----- Records supplied -----

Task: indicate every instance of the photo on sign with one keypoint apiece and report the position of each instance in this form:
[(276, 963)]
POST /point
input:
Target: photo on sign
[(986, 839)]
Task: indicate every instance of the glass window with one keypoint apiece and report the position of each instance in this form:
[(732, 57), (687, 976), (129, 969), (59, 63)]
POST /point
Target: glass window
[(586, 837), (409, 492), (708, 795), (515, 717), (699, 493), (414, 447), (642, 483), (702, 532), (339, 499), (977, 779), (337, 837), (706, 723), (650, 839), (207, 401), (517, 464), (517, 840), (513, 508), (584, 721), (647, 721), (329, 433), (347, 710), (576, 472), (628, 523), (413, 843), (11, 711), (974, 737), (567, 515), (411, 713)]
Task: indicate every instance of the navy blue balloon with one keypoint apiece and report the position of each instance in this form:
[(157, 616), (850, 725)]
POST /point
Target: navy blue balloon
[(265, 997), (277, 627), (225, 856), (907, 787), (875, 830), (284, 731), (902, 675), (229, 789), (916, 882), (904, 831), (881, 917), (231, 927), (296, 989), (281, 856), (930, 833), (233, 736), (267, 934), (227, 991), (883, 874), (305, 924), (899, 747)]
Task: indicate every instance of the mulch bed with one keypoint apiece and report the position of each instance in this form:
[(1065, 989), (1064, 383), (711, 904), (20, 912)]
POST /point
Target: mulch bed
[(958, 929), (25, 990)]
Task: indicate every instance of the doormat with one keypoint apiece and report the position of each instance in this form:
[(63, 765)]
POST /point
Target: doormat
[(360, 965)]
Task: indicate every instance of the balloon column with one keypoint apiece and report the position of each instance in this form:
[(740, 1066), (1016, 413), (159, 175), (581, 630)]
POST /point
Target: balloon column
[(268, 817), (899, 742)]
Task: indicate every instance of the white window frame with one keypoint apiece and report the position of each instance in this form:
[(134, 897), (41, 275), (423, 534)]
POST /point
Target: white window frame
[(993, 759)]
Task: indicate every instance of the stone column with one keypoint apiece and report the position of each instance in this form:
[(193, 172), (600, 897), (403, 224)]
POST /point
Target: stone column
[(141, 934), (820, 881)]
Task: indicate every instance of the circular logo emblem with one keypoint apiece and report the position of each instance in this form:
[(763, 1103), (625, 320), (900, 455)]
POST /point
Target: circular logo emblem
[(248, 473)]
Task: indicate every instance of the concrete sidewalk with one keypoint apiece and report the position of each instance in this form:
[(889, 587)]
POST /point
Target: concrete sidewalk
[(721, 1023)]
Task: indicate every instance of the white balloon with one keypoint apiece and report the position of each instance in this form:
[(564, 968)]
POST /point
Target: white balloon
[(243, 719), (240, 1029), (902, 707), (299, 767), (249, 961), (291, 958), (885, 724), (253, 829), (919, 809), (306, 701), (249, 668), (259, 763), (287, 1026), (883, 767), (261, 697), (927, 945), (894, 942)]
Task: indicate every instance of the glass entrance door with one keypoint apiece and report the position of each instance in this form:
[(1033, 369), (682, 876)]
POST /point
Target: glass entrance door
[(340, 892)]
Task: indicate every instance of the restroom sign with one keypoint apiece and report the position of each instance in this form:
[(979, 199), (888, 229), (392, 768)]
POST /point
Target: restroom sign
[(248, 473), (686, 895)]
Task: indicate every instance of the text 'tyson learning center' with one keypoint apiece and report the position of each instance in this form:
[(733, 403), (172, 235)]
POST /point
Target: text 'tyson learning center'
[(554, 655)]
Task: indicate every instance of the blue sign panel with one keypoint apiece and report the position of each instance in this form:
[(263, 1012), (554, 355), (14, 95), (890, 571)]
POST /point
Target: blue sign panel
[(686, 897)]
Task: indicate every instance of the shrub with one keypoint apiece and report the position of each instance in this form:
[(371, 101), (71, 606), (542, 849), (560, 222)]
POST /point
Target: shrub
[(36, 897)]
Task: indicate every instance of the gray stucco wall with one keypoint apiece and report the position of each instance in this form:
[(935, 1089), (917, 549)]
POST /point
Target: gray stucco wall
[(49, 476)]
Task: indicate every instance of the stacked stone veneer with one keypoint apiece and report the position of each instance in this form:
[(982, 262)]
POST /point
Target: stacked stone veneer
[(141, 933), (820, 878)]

-----

Convert the lines above, from the line containing "Task: indicate every instance of the doormat" through the line containing "[(993, 759)]", inclusive, into a numbered list that omits any blank lines.

# [Result for this task]
1. Task: indicate every instance of the doormat with one keypoint apiece and report the position of each instance in this form:
2. [(63, 765)]
3. POST /point
4. Target: doormat
5. [(360, 965)]
6. Task: indicate every instance of the balloon column with one keypoint apiece and report the position of each instance in this form:
7. [(740, 1066), (1016, 413), (159, 175), (581, 630)]
8. POST /point
9. Target: balloon column
10. [(268, 817), (899, 742)]
11. Task: indicate every instance of the white window frame with one keypoint apiece and report the position of each instance in this form:
12. [(134, 897), (41, 275), (423, 534)]
13. POST /point
14. Target: white window frame
15. [(993, 759)]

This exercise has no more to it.